§ Instructions to follow: Give back exactly the lines running from the line with "Task: point out each instance of the rider in blue" to the end of the entries, and only those lines.

§ Point annotation records:

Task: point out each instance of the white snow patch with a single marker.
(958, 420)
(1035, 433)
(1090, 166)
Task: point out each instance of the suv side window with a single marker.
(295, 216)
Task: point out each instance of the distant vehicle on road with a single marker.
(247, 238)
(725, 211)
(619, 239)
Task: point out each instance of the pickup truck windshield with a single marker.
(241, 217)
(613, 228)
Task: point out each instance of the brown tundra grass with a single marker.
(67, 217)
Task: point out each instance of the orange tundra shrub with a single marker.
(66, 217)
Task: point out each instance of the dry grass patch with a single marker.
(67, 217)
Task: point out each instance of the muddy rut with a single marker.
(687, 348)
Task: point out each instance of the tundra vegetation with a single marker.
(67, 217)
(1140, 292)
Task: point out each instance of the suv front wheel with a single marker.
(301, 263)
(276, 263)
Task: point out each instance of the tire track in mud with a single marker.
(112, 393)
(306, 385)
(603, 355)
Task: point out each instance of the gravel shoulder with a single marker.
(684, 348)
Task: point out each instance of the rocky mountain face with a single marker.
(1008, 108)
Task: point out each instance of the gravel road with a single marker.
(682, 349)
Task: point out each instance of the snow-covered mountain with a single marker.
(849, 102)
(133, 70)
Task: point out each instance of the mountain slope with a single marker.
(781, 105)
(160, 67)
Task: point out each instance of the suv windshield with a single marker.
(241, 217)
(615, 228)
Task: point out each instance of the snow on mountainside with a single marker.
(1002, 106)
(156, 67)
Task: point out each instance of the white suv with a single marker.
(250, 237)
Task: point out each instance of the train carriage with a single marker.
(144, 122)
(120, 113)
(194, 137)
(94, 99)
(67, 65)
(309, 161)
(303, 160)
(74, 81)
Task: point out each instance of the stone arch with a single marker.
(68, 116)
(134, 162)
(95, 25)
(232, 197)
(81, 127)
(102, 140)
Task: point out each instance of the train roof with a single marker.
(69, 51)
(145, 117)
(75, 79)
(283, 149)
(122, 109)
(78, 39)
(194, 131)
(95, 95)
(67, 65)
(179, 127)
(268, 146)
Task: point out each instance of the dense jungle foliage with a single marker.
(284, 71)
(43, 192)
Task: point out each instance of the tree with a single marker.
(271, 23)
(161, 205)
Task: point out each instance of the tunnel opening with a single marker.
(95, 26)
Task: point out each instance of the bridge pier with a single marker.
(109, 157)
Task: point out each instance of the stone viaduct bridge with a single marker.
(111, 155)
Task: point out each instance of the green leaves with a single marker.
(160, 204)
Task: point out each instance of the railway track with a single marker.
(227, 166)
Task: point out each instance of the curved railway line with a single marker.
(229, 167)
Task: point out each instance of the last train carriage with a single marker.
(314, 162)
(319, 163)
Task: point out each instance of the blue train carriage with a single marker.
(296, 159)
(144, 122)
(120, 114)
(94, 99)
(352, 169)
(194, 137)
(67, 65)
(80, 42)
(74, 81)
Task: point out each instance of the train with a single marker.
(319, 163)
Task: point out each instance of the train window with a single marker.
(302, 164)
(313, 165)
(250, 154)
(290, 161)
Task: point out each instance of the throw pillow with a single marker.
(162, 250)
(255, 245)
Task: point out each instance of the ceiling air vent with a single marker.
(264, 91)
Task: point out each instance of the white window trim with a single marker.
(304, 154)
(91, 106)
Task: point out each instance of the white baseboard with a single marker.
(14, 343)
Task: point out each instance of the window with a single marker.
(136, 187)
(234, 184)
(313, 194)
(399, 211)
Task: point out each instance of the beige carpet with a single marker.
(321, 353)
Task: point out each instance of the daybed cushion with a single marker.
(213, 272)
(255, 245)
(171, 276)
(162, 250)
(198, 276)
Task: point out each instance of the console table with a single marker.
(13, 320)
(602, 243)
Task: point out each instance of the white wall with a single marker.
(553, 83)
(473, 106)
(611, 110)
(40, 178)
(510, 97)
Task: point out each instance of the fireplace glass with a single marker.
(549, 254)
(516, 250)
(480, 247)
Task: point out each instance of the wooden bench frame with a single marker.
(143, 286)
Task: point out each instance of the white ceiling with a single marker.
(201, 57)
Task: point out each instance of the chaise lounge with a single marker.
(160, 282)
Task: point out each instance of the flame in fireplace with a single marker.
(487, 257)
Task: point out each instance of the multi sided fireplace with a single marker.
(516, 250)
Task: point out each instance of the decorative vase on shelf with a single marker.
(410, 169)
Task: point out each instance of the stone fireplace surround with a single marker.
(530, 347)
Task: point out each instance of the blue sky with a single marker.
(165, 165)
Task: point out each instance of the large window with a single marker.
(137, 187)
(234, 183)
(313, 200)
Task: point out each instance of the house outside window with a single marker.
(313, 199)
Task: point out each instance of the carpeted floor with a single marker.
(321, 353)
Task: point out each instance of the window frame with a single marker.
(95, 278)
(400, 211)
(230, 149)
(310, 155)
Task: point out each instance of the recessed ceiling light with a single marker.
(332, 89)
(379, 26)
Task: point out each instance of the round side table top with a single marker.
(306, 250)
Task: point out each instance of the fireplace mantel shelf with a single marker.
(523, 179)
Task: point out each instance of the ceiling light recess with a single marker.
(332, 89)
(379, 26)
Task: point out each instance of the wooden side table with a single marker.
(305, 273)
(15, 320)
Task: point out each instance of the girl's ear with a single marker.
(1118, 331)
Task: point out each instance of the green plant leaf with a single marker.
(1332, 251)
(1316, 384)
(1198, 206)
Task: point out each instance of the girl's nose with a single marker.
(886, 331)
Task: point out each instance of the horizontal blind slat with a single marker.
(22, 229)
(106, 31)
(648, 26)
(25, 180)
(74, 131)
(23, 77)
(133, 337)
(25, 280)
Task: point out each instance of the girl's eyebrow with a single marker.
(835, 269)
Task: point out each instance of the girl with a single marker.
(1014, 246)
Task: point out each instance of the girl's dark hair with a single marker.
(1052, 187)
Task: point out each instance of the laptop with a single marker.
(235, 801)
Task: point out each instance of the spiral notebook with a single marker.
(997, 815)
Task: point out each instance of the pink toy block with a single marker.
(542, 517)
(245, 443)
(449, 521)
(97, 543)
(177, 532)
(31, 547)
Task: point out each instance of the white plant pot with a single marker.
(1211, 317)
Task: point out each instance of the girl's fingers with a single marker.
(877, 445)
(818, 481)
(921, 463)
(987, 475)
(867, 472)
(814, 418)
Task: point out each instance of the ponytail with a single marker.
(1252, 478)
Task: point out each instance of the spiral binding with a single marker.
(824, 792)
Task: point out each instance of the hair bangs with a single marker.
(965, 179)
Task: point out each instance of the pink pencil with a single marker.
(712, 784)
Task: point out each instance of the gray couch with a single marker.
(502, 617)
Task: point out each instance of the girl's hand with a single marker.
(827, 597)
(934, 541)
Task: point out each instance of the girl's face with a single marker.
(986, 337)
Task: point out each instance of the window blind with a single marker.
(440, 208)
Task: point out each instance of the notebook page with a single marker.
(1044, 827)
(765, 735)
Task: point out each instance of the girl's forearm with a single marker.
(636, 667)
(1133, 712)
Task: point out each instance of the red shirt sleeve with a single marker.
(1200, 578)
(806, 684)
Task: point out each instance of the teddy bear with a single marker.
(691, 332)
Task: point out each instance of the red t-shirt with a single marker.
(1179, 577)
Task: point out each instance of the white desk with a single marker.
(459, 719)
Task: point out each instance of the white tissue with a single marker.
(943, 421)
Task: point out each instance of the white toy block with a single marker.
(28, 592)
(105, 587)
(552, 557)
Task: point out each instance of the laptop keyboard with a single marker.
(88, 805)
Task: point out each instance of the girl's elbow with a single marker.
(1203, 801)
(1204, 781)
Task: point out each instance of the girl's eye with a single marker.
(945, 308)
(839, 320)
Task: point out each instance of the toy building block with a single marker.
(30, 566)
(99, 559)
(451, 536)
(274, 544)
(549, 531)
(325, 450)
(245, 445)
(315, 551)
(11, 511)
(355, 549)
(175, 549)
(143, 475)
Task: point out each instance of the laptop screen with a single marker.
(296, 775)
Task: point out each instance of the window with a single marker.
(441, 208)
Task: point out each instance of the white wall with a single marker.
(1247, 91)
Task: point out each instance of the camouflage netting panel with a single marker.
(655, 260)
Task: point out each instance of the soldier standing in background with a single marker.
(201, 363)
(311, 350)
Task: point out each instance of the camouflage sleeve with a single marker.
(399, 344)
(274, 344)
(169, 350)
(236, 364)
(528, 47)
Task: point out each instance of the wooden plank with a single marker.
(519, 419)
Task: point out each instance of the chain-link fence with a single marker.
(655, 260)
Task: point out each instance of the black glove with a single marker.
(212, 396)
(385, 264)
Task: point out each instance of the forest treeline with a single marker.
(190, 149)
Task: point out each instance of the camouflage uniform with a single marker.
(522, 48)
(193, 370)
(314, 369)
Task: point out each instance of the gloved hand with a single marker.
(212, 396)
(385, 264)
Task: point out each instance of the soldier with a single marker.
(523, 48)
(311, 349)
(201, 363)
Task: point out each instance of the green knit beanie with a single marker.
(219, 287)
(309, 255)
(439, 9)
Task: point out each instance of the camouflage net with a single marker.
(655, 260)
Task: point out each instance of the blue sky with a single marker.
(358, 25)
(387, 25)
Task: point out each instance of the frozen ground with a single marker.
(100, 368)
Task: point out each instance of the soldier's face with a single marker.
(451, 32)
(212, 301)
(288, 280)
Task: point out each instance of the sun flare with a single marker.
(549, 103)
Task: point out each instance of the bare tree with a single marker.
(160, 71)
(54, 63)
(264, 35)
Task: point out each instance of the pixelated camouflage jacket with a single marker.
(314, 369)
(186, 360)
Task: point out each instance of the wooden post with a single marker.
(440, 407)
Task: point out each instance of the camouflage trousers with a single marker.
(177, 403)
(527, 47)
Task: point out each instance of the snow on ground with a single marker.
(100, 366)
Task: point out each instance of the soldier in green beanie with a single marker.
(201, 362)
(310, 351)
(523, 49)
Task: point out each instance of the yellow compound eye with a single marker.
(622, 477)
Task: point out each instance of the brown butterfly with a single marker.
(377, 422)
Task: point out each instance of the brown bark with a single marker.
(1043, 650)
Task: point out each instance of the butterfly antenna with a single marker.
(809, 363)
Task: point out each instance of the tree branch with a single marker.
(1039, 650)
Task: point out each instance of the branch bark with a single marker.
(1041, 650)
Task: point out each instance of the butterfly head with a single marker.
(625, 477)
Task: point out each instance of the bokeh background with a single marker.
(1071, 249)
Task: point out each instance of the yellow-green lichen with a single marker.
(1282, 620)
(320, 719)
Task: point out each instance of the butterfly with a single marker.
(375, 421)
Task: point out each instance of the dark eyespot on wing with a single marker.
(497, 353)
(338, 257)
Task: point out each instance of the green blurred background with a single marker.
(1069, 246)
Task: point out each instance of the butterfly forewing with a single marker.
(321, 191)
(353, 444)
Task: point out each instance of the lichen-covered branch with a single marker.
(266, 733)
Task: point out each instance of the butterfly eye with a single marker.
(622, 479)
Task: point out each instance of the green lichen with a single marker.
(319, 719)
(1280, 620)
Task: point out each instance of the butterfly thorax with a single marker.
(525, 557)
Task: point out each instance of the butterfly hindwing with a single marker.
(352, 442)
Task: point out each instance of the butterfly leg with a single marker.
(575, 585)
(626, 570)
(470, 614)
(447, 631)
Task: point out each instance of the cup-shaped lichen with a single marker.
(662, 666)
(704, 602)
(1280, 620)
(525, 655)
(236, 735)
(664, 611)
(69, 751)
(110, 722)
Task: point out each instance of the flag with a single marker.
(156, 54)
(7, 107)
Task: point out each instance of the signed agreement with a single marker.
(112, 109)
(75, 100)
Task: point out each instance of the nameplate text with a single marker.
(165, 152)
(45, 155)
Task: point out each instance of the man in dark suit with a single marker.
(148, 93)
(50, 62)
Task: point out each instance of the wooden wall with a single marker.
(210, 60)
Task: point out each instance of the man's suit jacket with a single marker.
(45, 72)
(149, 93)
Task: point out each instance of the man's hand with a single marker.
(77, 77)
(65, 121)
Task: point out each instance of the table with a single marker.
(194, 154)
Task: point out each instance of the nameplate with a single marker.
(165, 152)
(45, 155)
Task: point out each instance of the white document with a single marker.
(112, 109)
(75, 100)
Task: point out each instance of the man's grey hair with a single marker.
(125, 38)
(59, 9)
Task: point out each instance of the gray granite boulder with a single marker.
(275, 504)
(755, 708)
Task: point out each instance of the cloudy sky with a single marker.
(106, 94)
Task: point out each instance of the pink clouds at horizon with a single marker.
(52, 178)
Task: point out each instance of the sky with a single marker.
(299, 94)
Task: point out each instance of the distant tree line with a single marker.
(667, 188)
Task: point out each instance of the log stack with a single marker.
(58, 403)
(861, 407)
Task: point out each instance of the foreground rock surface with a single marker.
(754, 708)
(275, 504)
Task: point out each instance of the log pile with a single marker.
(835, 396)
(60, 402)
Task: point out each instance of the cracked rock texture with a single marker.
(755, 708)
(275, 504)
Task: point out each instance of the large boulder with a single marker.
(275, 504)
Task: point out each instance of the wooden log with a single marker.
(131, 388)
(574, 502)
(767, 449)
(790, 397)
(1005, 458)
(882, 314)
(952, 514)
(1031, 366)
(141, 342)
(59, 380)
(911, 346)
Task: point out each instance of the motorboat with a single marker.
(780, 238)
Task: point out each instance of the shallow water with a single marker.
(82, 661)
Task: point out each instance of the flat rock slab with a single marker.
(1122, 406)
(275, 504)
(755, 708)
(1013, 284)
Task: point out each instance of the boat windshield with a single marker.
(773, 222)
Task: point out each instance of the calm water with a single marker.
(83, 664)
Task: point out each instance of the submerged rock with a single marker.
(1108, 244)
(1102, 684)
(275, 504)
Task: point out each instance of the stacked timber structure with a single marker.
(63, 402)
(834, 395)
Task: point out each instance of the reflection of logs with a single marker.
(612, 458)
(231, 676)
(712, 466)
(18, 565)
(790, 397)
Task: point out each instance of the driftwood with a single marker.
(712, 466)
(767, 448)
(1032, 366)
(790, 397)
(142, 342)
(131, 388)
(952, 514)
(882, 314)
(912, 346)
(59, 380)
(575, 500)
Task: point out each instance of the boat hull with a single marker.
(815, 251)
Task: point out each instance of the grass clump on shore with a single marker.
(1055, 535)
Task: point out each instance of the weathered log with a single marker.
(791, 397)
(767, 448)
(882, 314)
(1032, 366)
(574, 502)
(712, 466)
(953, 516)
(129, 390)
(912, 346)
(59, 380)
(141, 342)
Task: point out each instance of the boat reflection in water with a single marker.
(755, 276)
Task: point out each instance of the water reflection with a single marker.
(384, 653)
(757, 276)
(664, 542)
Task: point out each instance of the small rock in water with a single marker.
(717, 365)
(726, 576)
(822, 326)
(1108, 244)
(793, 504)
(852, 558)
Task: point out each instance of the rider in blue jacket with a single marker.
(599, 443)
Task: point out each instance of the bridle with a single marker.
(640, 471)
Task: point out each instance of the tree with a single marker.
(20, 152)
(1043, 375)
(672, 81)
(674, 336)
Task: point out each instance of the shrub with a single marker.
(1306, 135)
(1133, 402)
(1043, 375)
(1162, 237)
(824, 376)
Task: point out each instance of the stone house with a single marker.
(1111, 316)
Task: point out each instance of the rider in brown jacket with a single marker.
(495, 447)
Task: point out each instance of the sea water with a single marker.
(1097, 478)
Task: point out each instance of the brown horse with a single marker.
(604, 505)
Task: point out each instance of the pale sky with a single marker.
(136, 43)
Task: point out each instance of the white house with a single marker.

§ Task answer:
Task: point out each instance of the rider in blue jacket with a single marker.
(599, 443)
Task: point out each instance of the bridle with a single marker.
(640, 471)
Task: point out each instance of the tree with a single marker.
(20, 152)
(1043, 375)
(672, 81)
(674, 336)
Task: point out each instance of the shrub with a single marker.
(1306, 135)
(1133, 402)
(1043, 375)
(1162, 237)
(824, 376)
Task: point out each instance of the stone house with a single marker.
(1111, 316)
Task: point out each instance of the rider in brown jacket with a single marker.
(495, 447)
Task: point out each instance of the sea water with a single marker.
(1097, 478)
Task: point out each instance of the brown horse with a single marker.
(604, 505)
Task: point out each instance of the pale sky with a single marker.
(136, 43)
Task: point out each instance of the white house with a single marker.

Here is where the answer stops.